Baby its cold outside! We will be laying low this weekend and cozying up with Scout, our new kitten. This weather simply requires comfort food and I am craving greens again so I decided to make a bunch of kale and my new favorite vegan sausage from Field Roast. I’m not typically a huge fan of “fake” sausage, but this brand is head and shoulders above the rest.

The two recipes below are perfect for a big batch of kale – similar ingredients yet with enough variety that I won’t mind eating kale and sausage tonight and tomorrow night. I may be jumping the gun here because there was a rumor that my husband was going to cook tonight. Don’t get me wrong – he can try, but he will need to make one of these two recipes under my supervision. Or if he really wants to surprise me he can pick up some dessert on his way home tonight (hopefully he reads this blog on occassion).

============

Reproduce the kale and sausage text word for word, everything from "Baby its cold" down to "blog on occassion).". The data that comes next is not needed for anything here.

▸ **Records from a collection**
============

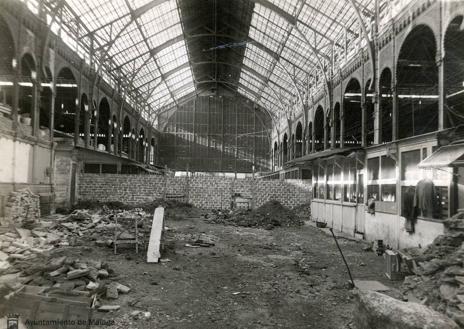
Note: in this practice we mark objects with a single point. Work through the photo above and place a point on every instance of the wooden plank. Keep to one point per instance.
(153, 253)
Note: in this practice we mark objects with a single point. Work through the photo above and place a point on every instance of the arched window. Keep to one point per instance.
(417, 84)
(352, 113)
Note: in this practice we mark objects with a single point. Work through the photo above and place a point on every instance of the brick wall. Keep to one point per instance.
(203, 192)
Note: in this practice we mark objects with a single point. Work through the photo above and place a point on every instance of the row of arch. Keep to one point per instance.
(74, 114)
(408, 102)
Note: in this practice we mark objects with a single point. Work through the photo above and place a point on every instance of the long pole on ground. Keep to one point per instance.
(343, 257)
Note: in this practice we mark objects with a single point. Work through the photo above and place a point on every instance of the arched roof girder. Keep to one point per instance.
(252, 71)
(294, 21)
(370, 46)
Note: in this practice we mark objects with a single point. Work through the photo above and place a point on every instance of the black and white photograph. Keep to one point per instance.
(232, 164)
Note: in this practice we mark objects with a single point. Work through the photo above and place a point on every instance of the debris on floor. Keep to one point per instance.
(268, 216)
(376, 310)
(23, 207)
(439, 277)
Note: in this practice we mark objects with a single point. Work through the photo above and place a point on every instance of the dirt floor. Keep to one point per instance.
(248, 279)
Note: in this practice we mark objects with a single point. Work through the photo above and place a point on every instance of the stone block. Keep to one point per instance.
(378, 311)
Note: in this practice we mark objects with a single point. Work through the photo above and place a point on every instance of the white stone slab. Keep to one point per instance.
(153, 253)
(370, 285)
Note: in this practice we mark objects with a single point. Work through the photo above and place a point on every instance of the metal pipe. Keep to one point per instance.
(343, 257)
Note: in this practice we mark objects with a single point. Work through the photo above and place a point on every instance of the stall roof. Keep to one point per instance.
(445, 156)
(323, 154)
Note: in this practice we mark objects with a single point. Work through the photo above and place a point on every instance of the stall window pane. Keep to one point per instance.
(388, 168)
(330, 182)
(321, 183)
(389, 192)
(337, 182)
(409, 162)
(315, 182)
(373, 169)
(346, 182)
(373, 192)
(360, 189)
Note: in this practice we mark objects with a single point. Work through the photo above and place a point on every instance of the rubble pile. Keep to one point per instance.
(439, 279)
(270, 215)
(64, 276)
(29, 258)
(23, 207)
(303, 211)
(101, 226)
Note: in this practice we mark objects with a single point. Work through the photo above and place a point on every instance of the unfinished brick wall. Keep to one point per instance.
(203, 191)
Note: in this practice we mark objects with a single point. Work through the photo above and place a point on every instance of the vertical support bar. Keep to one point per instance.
(77, 117)
(236, 138)
(394, 89)
(441, 71)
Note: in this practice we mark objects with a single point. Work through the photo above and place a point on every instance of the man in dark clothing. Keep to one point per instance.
(426, 199)
(408, 210)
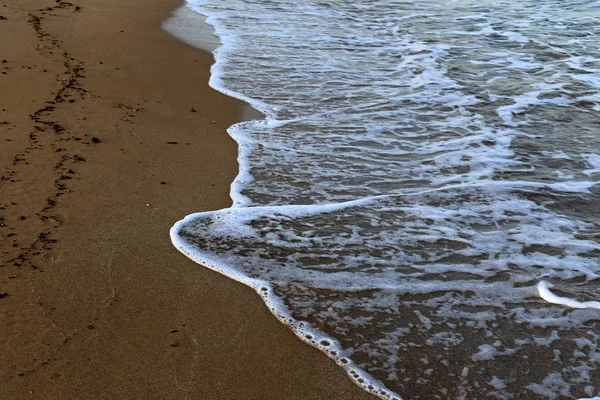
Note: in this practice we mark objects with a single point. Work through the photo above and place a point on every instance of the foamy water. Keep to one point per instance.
(422, 200)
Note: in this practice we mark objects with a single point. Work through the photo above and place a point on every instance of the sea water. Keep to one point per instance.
(421, 201)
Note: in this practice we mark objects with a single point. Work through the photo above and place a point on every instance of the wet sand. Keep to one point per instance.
(109, 134)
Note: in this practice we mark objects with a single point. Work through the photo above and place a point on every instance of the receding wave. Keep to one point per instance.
(421, 201)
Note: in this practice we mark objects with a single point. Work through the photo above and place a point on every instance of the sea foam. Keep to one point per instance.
(424, 173)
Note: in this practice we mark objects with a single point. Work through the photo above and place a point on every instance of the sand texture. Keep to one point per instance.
(109, 134)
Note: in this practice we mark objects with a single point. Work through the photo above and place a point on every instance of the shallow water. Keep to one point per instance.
(423, 166)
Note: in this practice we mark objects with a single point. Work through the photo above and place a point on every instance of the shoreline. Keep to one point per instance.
(112, 135)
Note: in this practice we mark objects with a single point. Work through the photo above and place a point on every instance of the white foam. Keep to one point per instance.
(546, 294)
(420, 183)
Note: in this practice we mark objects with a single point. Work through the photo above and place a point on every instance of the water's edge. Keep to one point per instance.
(193, 28)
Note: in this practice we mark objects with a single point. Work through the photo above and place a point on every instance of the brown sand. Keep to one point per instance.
(95, 302)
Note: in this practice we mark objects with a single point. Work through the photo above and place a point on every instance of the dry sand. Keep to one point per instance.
(100, 153)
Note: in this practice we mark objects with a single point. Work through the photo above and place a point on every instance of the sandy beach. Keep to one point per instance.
(109, 134)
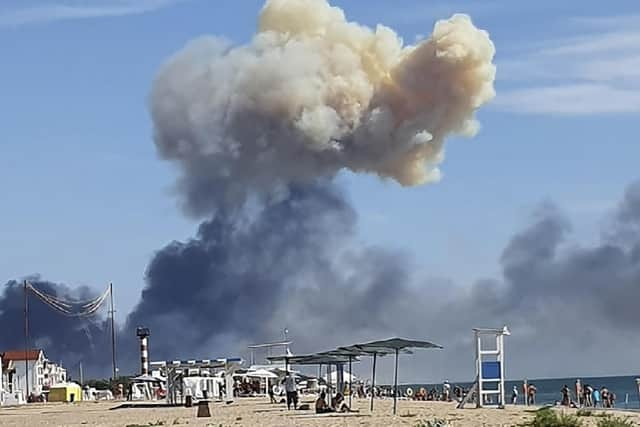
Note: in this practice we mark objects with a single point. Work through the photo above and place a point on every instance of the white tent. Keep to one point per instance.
(261, 373)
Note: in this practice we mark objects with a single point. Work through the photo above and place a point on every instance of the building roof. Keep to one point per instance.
(33, 354)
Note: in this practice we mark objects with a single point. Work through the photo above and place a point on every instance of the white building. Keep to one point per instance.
(43, 373)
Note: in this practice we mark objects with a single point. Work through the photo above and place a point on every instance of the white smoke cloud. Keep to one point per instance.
(313, 93)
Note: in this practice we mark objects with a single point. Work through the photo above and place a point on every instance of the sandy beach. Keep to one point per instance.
(256, 411)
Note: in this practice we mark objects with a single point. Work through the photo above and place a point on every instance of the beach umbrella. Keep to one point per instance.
(389, 346)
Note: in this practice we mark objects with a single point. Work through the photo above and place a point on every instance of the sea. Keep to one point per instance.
(548, 393)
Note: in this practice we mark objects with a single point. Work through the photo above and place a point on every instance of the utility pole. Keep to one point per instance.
(26, 340)
(113, 333)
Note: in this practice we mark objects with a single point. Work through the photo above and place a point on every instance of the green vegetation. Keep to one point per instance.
(609, 421)
(549, 418)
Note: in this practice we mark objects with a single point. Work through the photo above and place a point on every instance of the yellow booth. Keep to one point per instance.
(65, 392)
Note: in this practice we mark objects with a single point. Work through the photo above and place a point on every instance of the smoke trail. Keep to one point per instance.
(67, 339)
(313, 94)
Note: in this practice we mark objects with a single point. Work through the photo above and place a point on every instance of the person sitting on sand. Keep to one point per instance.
(321, 404)
(339, 405)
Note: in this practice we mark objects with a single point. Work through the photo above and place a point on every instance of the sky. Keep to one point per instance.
(87, 201)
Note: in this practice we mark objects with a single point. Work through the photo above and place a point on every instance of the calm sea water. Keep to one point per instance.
(549, 389)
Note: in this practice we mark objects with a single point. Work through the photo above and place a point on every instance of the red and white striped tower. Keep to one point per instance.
(143, 334)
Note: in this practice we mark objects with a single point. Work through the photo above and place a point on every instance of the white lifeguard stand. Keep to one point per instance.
(490, 367)
(489, 370)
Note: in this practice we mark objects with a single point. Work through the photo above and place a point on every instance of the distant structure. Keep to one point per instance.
(143, 334)
(43, 375)
(268, 348)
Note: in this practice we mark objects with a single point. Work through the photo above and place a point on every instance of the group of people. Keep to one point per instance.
(337, 404)
(589, 396)
(530, 391)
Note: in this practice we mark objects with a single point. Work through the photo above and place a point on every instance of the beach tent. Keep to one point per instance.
(390, 346)
(148, 378)
(312, 359)
(261, 373)
(65, 392)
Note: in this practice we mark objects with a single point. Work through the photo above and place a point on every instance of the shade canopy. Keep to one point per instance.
(393, 344)
(364, 350)
(389, 346)
(311, 359)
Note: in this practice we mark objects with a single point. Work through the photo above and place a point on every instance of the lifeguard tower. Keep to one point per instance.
(488, 389)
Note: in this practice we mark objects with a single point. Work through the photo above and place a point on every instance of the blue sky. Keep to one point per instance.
(85, 200)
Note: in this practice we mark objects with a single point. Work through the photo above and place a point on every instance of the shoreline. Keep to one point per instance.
(258, 411)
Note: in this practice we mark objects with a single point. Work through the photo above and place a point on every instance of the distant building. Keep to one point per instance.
(43, 373)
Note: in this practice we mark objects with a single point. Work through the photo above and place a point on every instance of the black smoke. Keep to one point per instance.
(294, 261)
(69, 340)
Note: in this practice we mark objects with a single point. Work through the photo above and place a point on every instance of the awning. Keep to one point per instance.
(390, 346)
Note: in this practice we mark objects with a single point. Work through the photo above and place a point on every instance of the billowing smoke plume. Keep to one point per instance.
(313, 94)
(258, 132)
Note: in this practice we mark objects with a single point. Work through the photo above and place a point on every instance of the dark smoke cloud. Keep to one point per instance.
(296, 263)
(65, 339)
(293, 261)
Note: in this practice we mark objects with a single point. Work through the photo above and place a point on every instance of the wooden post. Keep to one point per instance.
(113, 334)
(373, 379)
(26, 341)
(395, 384)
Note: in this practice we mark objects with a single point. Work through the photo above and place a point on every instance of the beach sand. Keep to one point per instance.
(258, 412)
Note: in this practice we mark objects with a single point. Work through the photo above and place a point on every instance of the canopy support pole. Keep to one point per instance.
(395, 384)
(350, 381)
(373, 379)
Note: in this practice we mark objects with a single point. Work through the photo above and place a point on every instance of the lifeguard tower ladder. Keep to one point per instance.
(489, 370)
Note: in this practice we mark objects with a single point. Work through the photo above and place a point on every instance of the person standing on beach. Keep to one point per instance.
(531, 393)
(291, 388)
(579, 394)
(446, 391)
(566, 400)
(588, 395)
(596, 397)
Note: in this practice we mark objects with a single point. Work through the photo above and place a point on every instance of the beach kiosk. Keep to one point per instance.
(65, 392)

============

▸ **Expected answer**
Baby its cold outside! We will be laying low this weekend and cozying up with Scout, our new kitten. This weather simply requires comfort food and I am craving greens again so I decided to make a bunch of kale and my new favorite vegan sausage from Field Roast. I’m not typically a huge fan of “fake” sausage, but this brand is head and shoulders above the rest.

The two recipes below are perfect for a big batch of kale – similar ingredients yet with enough variety that I won’t mind eating kale and sausage tonight and tomorrow night. I may be jumping the gun here because there was a rumor that my husband was going to cook tonight. Don’t get me wrong – he can try, but he will need to make one of these two recipes under my supervision. Or if he really wants to surprise me he can pick up some dessert on his way home tonight (hopefully he reads this blog on occassion).